● CHALLENGES
(1) In the account of the Sat Chandi Maha Yajna, what did the colors black, red and white symbolize?
(2) Continue the account of the Sat Chandi Maha Yajna, picking up after its final sentence.

● EXTRACT
▬▬▬▬▬▬▬▬▬▬

Our own Sat Chandi Maha Yajna formally began when kirtan concluded. The yajnashala where it was performed is a sixteen-pillared square shrine, richly decorated with flowers. The shala was surrounded on all sides by the thousands of participants, sitting in orderly enclosures under shade cloths. Swamiji has emphasized that this whole area was to be considered a temple. As such, we were all obliged to maintain its sanctity.
Within the yajnashala had been placed four corner altars and a larger altar upon which Devi would be invoked. Paramahamsaji's seat was also placed here, as well as mats for the pandits. These men, lifelong students of such ritual, would conduct the ceremonial invocation and worship of Devi.
The yajnashala was prepared for this invocation by the placement of numerous symbols. All of these were derived from nature - no pictures or statues. The planets were represented, as were the four Vedas, while the colours black, red and white symbolized the three gunas. Offerings were also made to Ganesha who today was represented only by nature objects. So prepared the yajnashala constitutes the microcosmos, its sixteen pillars representing the supports of the manifest universe, the Divine Will that animates creation.

▬▬▬▬▬▬▬▬▬▬

● SUPPLIED DATA
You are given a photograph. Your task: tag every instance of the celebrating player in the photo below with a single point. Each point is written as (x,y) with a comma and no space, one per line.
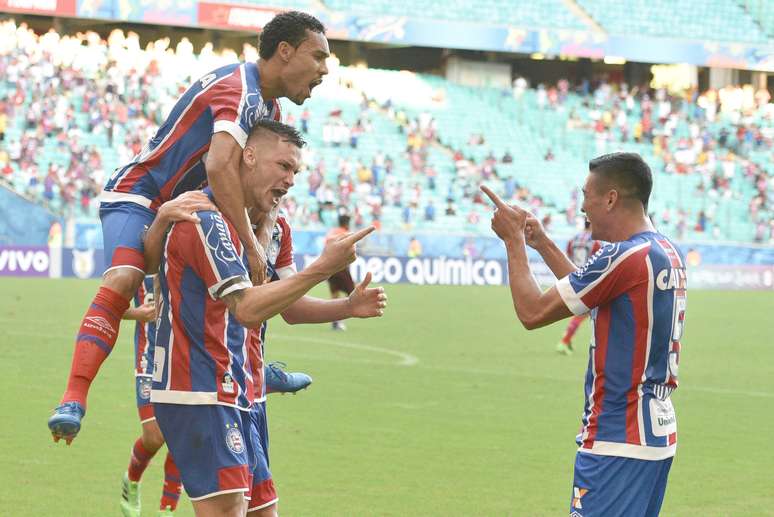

▬▬▬▬▬▬▬▬▬▬

● THE ANSWERS
(1) The three gunas.

(2)
Following the preparation, Sri Devi, Maha Shakti, the Divine Mother could be invoked. We had already paid homage to Her during a Greek Orthodox liturgy yesterday, when a beautiful picture of the Virgin Mary with Christ in Her heart space had been gradually unfurled. Her hands extended in a gesture of all-encompassing welcome and blessing, She exemplified "love, compassion and eternal forgiveness," Paramahamsaji's description of the Divine Mother.
Today, by a ritual of both Vedic mantra and proscribed tantric offerings, Sri Devi was invoked into our midst. This was followed by the invocation of sixty-four yoginis and of that deity which Paramahamsaji referred to as the "caretaker of the cosmos". Finally, all the Gods were invoked. "Once they are all present," said Paramahamsaji, "we shall worship Sri Devi in front of them." "Leave your intellect in your purse!" had been Swamiji's advice this morning - at this point what other option did we have?!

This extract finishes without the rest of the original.